▸ EXCERPT TO READ:

Rule 147(vi) deals with the case of absence without proper intimation. A mere application for grant of leave cannot be construed to be a proper intimation for absence. Rule 104 indicates various modalities governing grant of leave. There is prohibition on any member of the Force to leave Station even on holidays without specific permission of the authority empowering to grant casual leave. These modalities have been enumerated in Rule 104 clearly bring out the essence of discipline, which is required to be observed. Absence from duty without proper intimation is indicated to be grave offence warranting removal from service. Therefore, mere making an application for leave cannot be construed to be of any consequence in the background of the strict requirement of giving proper intimation. Even if it is accepted that there was intimation, that by no such imagination can be construed to be a proper intimation for diluting the requirement of obtaining permission before absenting from duty. Stress is on the expression, "proper". It means appropriate, in the required manner, fit, suitable apt. The mere making of a request of leave, which has not been accepted is not a proper intimation. It cannot be said that the said word is a surplusage. The intention of legislature is primarily to be gathered from the language used, and as a consequence a construction which results in rejection of words as meaningless has to be avoided. It is not a sound principle of construction to brush aside word (s) in a statute as being inapposite surplusage: if they can have appropriate application in circumstances conceivably within the contemplation of the statute. In the interpretation of statutes the Courts always presume that the Legislature inserted every part thereof for a purpose and the legislative intention is that every part of the statute should have effect. The Legislature is deemed not to waste its words or to say anything in vain. The authorities were, therefore, justified in holding that he was guilty of the offence of absence from duty without proper intimation.

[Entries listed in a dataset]
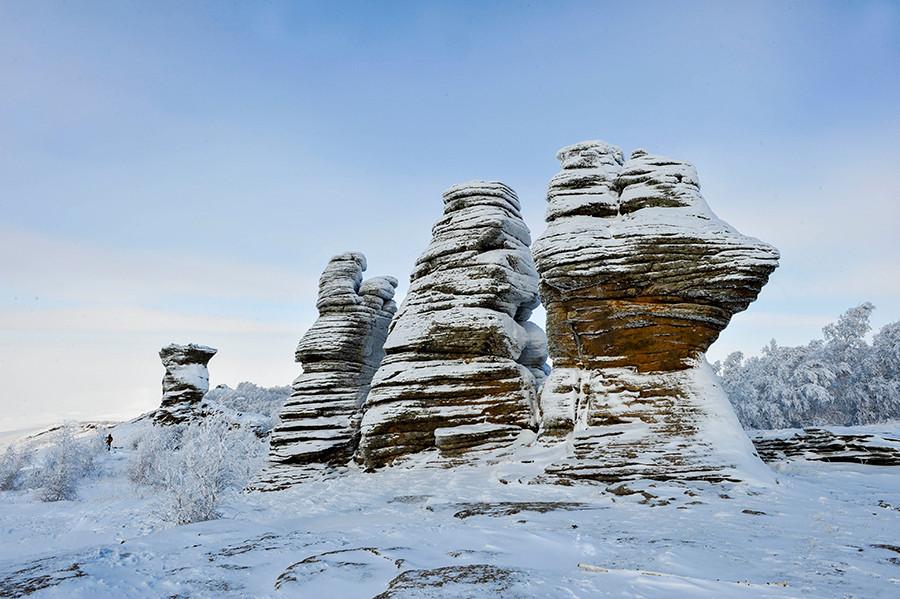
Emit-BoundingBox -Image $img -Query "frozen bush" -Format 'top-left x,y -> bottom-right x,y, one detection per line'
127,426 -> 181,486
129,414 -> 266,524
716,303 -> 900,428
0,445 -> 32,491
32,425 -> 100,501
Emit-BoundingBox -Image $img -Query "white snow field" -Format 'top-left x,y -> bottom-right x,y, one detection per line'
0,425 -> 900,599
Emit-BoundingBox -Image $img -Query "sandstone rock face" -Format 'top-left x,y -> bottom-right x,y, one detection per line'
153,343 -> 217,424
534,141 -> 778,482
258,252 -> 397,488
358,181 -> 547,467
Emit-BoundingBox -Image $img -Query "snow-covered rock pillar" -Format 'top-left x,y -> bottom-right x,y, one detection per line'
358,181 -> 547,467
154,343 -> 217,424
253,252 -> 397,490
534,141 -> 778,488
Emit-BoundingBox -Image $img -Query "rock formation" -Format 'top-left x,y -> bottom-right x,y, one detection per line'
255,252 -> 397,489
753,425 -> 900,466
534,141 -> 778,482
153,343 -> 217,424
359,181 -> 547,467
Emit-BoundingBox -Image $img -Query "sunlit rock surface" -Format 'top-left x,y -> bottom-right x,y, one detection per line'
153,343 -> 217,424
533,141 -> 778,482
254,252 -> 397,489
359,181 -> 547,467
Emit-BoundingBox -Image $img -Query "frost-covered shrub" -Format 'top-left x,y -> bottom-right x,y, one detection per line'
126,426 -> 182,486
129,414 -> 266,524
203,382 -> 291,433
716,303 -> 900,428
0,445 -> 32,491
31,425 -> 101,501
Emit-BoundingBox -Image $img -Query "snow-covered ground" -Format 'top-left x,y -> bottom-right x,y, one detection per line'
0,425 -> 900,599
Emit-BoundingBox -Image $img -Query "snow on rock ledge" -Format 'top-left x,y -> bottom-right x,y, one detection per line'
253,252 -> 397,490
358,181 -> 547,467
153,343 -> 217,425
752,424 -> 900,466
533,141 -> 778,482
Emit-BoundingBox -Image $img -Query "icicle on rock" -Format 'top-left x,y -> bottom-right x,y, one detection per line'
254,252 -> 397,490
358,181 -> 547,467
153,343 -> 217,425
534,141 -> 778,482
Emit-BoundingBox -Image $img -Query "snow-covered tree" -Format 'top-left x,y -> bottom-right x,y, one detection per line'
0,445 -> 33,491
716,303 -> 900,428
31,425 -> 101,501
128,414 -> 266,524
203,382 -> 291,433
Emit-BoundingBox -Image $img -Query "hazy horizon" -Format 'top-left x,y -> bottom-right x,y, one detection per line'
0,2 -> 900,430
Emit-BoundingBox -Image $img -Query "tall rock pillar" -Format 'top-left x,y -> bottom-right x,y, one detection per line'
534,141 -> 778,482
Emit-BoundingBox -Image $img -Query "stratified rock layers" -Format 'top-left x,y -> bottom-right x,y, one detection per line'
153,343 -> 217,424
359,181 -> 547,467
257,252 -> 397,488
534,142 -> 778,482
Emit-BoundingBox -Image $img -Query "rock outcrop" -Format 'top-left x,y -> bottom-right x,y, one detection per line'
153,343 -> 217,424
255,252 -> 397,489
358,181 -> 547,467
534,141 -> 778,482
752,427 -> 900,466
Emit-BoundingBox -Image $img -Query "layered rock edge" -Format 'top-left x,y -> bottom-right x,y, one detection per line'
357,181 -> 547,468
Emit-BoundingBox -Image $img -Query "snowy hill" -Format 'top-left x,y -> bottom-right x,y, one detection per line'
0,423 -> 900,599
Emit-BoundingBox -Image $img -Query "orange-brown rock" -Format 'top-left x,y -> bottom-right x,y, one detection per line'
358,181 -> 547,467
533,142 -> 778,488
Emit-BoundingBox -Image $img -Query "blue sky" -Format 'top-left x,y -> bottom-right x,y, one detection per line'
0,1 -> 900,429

==

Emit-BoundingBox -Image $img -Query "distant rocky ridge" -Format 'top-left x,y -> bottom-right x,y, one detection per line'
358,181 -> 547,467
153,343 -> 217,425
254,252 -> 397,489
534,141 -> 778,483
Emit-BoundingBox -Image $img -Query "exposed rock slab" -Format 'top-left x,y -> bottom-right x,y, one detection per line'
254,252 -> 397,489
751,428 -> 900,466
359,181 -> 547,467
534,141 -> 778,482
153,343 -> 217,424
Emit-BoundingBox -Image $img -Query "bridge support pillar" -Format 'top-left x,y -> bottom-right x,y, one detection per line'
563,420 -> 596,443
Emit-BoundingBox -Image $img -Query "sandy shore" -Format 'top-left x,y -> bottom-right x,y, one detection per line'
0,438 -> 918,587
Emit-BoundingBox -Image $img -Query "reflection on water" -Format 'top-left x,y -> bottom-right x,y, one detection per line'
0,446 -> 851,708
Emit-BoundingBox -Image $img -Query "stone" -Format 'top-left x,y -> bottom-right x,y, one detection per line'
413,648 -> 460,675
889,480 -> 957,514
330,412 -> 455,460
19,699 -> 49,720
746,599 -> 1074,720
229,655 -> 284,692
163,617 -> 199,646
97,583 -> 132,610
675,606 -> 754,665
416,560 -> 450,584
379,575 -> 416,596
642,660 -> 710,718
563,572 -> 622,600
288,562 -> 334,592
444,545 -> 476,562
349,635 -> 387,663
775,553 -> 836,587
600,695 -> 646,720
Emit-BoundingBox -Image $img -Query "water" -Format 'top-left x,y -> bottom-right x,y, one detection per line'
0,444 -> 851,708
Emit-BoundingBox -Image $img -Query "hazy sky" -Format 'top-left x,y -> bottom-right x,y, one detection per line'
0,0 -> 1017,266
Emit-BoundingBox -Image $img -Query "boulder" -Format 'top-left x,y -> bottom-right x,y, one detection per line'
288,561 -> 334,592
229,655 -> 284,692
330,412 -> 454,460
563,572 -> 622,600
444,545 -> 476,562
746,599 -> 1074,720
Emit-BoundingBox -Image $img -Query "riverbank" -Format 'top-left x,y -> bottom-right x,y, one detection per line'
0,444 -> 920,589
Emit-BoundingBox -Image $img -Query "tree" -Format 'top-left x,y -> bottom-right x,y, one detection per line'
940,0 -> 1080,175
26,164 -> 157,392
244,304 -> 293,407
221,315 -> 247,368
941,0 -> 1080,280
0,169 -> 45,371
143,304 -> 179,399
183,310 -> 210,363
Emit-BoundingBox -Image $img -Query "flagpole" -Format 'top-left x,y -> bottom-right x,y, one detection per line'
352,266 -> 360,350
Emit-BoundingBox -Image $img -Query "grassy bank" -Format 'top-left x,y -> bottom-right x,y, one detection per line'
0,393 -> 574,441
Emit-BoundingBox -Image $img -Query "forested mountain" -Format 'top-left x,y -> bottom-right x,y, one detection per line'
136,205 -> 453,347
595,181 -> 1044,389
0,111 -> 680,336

==

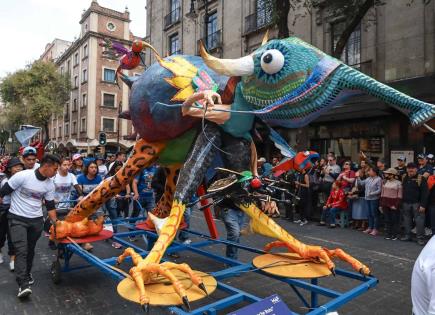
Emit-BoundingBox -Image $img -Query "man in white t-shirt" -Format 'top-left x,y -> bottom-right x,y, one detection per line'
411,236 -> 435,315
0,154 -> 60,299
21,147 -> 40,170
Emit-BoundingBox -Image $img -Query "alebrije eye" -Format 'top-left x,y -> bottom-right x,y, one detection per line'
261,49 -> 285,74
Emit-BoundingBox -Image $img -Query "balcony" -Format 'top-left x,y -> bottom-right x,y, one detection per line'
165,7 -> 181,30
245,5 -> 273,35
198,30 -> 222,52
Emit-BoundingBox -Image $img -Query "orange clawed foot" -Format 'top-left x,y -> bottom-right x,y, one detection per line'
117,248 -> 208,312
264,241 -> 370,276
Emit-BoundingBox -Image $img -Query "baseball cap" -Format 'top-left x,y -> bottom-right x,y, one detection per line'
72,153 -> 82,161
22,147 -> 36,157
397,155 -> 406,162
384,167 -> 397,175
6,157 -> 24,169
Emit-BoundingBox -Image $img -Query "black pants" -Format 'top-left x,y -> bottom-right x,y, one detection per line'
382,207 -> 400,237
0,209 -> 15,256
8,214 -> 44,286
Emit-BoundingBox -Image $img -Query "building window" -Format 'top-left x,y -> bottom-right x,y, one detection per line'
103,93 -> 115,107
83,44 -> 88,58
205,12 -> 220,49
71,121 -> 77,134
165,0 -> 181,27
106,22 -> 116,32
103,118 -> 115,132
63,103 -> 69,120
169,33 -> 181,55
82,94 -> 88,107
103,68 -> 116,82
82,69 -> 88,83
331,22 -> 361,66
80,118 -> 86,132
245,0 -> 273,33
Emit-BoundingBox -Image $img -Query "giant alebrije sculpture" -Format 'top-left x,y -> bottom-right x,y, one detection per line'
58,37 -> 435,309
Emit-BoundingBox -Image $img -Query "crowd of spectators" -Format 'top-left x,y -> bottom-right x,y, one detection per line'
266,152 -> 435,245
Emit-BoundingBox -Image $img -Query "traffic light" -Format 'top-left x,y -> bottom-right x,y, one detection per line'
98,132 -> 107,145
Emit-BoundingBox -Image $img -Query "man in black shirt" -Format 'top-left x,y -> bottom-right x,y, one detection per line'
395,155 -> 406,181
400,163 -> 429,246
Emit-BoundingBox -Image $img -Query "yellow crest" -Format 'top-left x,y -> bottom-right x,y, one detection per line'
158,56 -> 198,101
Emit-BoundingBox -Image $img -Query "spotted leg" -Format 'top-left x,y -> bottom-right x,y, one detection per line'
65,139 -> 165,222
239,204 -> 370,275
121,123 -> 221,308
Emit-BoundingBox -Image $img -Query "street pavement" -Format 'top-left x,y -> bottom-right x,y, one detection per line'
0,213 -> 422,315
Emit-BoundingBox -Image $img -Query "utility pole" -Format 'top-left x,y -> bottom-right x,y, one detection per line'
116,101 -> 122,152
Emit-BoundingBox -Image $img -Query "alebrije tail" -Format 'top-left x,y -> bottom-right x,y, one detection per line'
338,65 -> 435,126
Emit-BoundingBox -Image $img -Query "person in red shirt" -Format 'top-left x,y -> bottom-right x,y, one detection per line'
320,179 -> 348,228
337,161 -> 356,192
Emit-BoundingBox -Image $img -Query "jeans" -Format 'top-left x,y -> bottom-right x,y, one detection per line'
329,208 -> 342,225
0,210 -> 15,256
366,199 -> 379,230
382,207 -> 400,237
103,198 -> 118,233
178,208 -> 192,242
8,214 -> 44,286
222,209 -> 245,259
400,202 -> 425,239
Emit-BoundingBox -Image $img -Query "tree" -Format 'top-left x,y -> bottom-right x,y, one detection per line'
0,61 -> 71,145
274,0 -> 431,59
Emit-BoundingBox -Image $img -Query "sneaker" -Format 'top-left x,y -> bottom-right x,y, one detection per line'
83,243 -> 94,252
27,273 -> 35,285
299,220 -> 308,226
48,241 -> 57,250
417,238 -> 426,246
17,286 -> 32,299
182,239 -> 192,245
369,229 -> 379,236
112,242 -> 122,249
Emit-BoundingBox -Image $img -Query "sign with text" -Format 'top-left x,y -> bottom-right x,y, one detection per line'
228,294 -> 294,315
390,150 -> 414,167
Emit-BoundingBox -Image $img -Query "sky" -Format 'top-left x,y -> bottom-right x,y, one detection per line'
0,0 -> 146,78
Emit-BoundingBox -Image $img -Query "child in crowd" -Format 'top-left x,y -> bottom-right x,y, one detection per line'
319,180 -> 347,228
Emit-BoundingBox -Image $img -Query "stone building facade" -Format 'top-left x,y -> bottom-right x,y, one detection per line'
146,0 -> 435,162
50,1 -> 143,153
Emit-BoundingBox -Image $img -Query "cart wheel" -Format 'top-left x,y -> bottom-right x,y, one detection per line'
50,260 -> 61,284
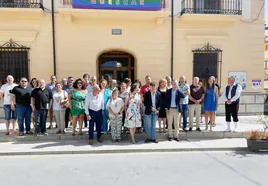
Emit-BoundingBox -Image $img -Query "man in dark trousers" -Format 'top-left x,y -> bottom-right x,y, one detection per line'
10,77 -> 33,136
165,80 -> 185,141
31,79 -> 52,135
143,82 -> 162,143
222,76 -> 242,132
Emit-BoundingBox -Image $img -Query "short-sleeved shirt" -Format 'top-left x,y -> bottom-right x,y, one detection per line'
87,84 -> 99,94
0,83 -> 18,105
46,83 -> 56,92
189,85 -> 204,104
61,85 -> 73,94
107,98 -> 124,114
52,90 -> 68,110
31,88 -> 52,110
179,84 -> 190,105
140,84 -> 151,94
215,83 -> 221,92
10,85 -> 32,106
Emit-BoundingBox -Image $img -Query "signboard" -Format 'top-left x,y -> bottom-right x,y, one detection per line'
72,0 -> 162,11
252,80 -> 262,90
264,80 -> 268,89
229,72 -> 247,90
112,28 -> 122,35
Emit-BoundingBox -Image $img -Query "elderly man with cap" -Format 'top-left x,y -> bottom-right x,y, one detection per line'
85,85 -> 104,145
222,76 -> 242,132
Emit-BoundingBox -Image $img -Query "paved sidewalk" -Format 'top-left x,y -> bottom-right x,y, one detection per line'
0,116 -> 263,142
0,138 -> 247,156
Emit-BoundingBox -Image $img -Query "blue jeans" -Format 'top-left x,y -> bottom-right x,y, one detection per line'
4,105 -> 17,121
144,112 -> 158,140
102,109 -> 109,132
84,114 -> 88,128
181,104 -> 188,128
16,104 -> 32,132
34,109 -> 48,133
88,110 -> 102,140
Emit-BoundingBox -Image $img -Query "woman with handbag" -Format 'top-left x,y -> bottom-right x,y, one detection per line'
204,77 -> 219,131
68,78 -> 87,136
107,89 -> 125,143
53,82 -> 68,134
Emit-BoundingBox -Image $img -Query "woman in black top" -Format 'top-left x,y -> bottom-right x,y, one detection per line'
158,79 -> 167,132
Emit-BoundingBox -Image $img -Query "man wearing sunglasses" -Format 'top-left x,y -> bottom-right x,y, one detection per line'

▸ EXERCISE DESCRIPTION: Carry on the passage on absence from duty without proper intimation, beginning right after its final sentence.

▸ ANSWER SPACE:
The only other plea is regarding punishment awarded. As has been observed in a series of cases, the scope of interference with punishment awarded by a disciplinary authority is very limited and unless the punishment appears to be shockingly disproportionate, the Court cannot interfere with the same. Reference may be made to a few of them. See: B.C. Chaturvedi v. Union of India and Ors.,  6 SCC 749, State of U.P. and Ors. v. Ashok Kumar Singh and Anr.,  1 SCC 302. Union of India and Anr. v. G. Ganayutham,  7 SCC 463; Union of India V. J.R. Dhiman,  6 SCC 403 and Om Kumar and Ors. v. Union of India,  2 SCC 386.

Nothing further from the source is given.